[Data entries]
====================
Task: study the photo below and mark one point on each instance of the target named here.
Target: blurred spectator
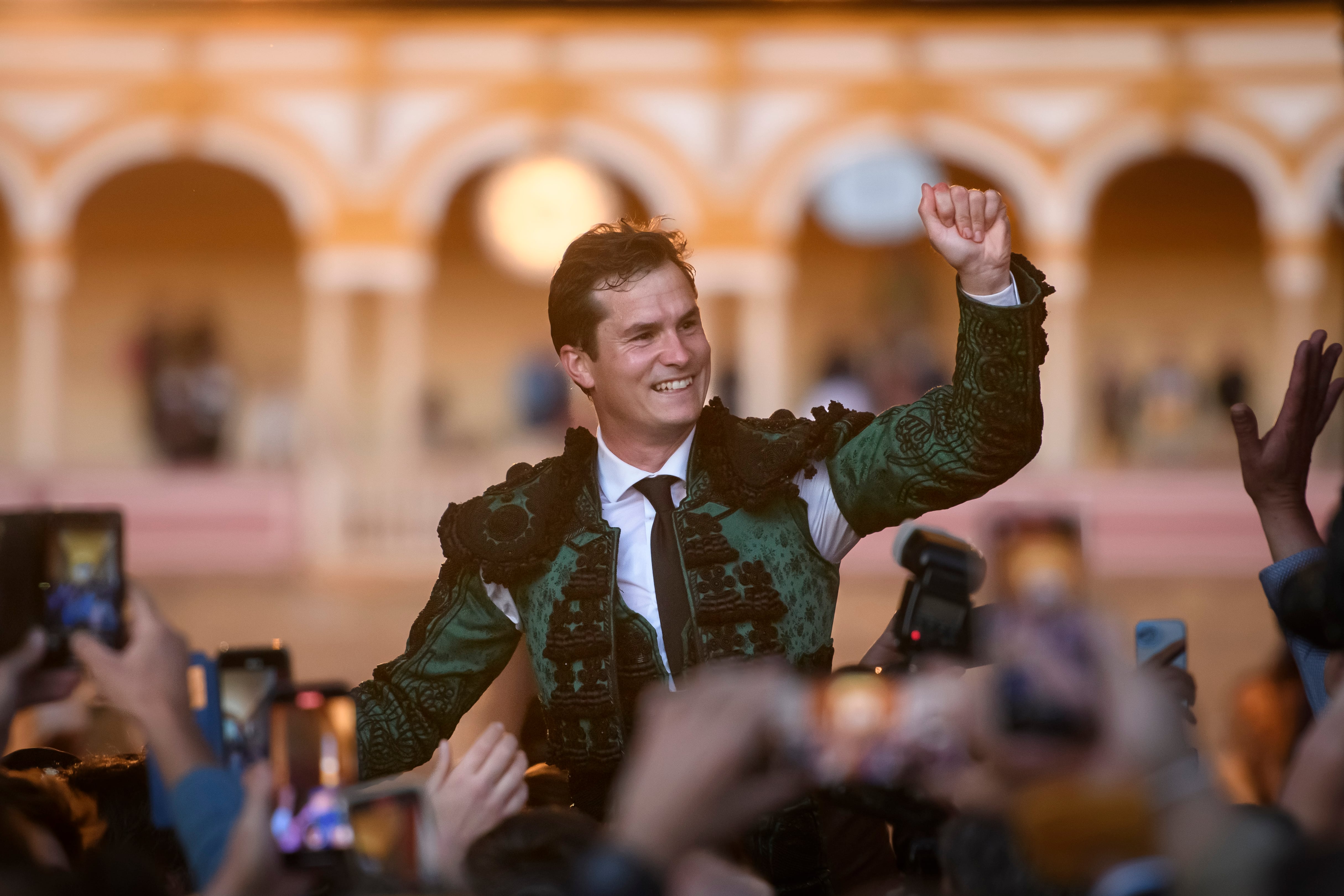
(530, 853)
(839, 383)
(436, 408)
(269, 429)
(729, 387)
(543, 391)
(475, 795)
(1168, 406)
(1269, 715)
(905, 369)
(190, 391)
(1232, 383)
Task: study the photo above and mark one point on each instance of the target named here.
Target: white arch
(18, 189)
(657, 183)
(162, 139)
(292, 178)
(79, 175)
(790, 187)
(1320, 178)
(1282, 206)
(433, 184)
(790, 183)
(1089, 170)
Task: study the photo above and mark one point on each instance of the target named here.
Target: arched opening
(487, 335)
(890, 312)
(1178, 320)
(9, 340)
(182, 267)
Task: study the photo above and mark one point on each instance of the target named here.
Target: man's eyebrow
(639, 327)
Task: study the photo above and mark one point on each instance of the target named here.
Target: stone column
(761, 281)
(1062, 377)
(43, 275)
(401, 356)
(1295, 270)
(326, 405)
(334, 275)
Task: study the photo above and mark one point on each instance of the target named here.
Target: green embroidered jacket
(757, 584)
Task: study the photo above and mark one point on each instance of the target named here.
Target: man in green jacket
(681, 534)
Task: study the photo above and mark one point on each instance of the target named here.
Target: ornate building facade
(335, 146)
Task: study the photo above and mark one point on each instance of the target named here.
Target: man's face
(652, 369)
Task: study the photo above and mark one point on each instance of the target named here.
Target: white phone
(1152, 636)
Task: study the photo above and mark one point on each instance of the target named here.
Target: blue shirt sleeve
(206, 803)
(1311, 660)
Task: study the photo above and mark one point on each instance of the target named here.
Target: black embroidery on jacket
(752, 461)
(517, 527)
(582, 717)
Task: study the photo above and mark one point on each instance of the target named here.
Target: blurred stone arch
(174, 242)
(471, 362)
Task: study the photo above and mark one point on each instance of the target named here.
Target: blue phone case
(1152, 636)
(204, 687)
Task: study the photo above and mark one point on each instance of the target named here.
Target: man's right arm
(460, 643)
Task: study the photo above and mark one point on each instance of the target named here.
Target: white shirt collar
(616, 477)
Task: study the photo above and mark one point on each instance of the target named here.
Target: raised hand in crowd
(24, 683)
(475, 795)
(1275, 467)
(252, 866)
(1314, 788)
(149, 680)
(699, 769)
(970, 229)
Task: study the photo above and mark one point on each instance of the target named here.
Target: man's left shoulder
(753, 460)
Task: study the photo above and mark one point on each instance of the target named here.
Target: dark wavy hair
(607, 257)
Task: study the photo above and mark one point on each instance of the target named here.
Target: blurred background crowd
(274, 278)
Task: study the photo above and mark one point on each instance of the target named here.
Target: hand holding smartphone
(62, 570)
(312, 757)
(249, 680)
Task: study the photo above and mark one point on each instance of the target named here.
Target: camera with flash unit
(936, 606)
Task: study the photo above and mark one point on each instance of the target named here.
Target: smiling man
(679, 534)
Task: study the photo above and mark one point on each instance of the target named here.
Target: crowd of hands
(707, 761)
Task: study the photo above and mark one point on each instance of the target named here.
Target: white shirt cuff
(1004, 299)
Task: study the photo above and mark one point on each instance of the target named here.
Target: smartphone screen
(1048, 679)
(84, 588)
(249, 680)
(389, 835)
(312, 757)
(1152, 636)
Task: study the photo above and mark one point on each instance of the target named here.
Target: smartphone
(62, 570)
(312, 758)
(204, 695)
(1154, 636)
(859, 727)
(1046, 675)
(394, 839)
(249, 680)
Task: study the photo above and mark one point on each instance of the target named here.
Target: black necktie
(668, 578)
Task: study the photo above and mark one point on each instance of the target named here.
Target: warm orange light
(533, 209)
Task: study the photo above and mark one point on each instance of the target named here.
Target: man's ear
(579, 367)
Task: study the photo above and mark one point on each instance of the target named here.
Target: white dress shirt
(627, 510)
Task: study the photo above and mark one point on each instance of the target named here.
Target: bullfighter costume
(757, 582)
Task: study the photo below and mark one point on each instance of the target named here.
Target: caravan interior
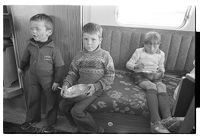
(123, 108)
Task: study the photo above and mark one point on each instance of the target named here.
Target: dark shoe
(157, 127)
(172, 123)
(100, 130)
(26, 125)
(48, 130)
====================
Exercise directions
Return the entries verbatim without images.

Answer space
Task: study the photo below and mark one point on each instance of the target named here.
Target: blurred spectator
(530, 853)
(839, 383)
(436, 408)
(269, 429)
(729, 387)
(543, 391)
(475, 795)
(1168, 406)
(1269, 715)
(905, 369)
(190, 391)
(1232, 383)
Task: study the photo above and mark one point on each instance of the target named here.
Target: white arch
(18, 189)
(657, 183)
(162, 139)
(292, 178)
(79, 175)
(790, 187)
(1320, 178)
(1282, 206)
(433, 184)
(790, 183)
(1089, 170)
Task: study the photo above and mark one point on each instance of the target named here.
Target: arched opening
(487, 335)
(890, 312)
(1178, 320)
(9, 340)
(182, 267)
Task: study the photo above and mark one point on each instance of the target named here.
Target: man's eyebrow
(639, 327)
Task: study the photo above and mark one point on each instance of the target named here.
Target: stone column
(761, 281)
(1062, 377)
(43, 275)
(401, 356)
(1295, 270)
(326, 405)
(334, 275)
Task: study the photo above and mark one point on each instance of the target named here.
Target: green embroidered jacket
(757, 584)
Task: study the photo above and mark one point on each instance of the target named here.
Target: man in green jacket
(681, 534)
Task: study the photo above and mark one point on each instance of the target named here.
Target: ornate building facade
(335, 146)
Task: study the photo above and mark one point on each instance of the target named here.
Target: man's face
(652, 369)
Task: study the photo above and mark one point on each instance of the target named here.
Target: white phone
(1152, 636)
Task: study the photo above and mark one point on each instance of the target named here.
Target: blue shirt sleeve
(206, 803)
(1311, 660)
Task: study the photo above and mark one point on each instance of the target named here.
Target: black embroidery on jacket
(752, 461)
(517, 527)
(582, 717)
Task: study the photo above and mark one point on each instance of the target named here.
Target: blurred stone arch
(174, 242)
(471, 362)
Task: study the photo above and mark one point on each instance of the target named here.
Target: blue phone case
(1152, 636)
(204, 687)
Task: study the photo above and mark one point on each instance of the target named here.
Target: man's right arm
(460, 643)
Task: study the photo above and mark one point on each instance of the target named here.
Target: white shirt collar
(616, 477)
Task: study the photo above and mark one point on each instance of the target named here.
Target: raised hand in crowd
(24, 683)
(475, 795)
(1275, 467)
(252, 866)
(1314, 788)
(149, 680)
(699, 769)
(970, 229)
Task: study the photo above and mark one point on each instance of the target named here.
Target: man's left shoulder
(753, 460)
Task: study the photo above and mark one point on each instance of the target named here.
Target: dark wavy hair
(607, 257)
Task: study the photo above and mark one point on each instance of the target named here.
Target: blurred background crowd
(274, 278)
Task: study the photo above and mark one point on each instance of the target named here.
Target: hand holding smartphone
(62, 570)
(312, 757)
(249, 680)
Task: study the photo above and mark one point on each instance of the target named here.
Target: camera with flash unit
(936, 606)
Task: study the photo above and mark one point on each instance of the target named here.
Target: smiling man
(679, 534)
Task: study the photo above and mark one point on each instance of the target named here.
Target: crowd of hands
(707, 761)
Task: study the photo above and mark one point on each instance of the target named here.
Target: white shirt cuff
(1004, 299)
Task: study the photo above and mark one point on each instance of the target named here.
Target: smartphone screen
(1048, 679)
(84, 588)
(249, 680)
(389, 835)
(312, 757)
(1152, 636)
Task: study the photo above and mark one point on each instance of the target named here.
Target: smartphone
(62, 570)
(312, 758)
(204, 695)
(1154, 636)
(859, 727)
(1046, 675)
(394, 839)
(249, 680)
Task: study the photo above and mark one point on each instance of the target named here.
Target: black necktie
(668, 578)
Task: study the photo above and mark one point on each instance of the target named here.
Target: warm orange light
(533, 209)
Task: study the photo above and mark one point on each instance of the target named here.
Target: man's ear
(579, 367)
Task: study the photo above and mark one point on each instance of the target named here.
Target: white dress shirt
(627, 510)
Task: study the photo above and mark one point on each instance of the target named here.
Target: bullfighter costume
(757, 582)
Task: study the photo below and mark one point on each instance of the target named here.
Target: caravan interior
(123, 108)
Task: study the photo above and mark one point on each instance of the target named here.
Target: dark shoe
(157, 127)
(172, 123)
(100, 130)
(26, 125)
(48, 130)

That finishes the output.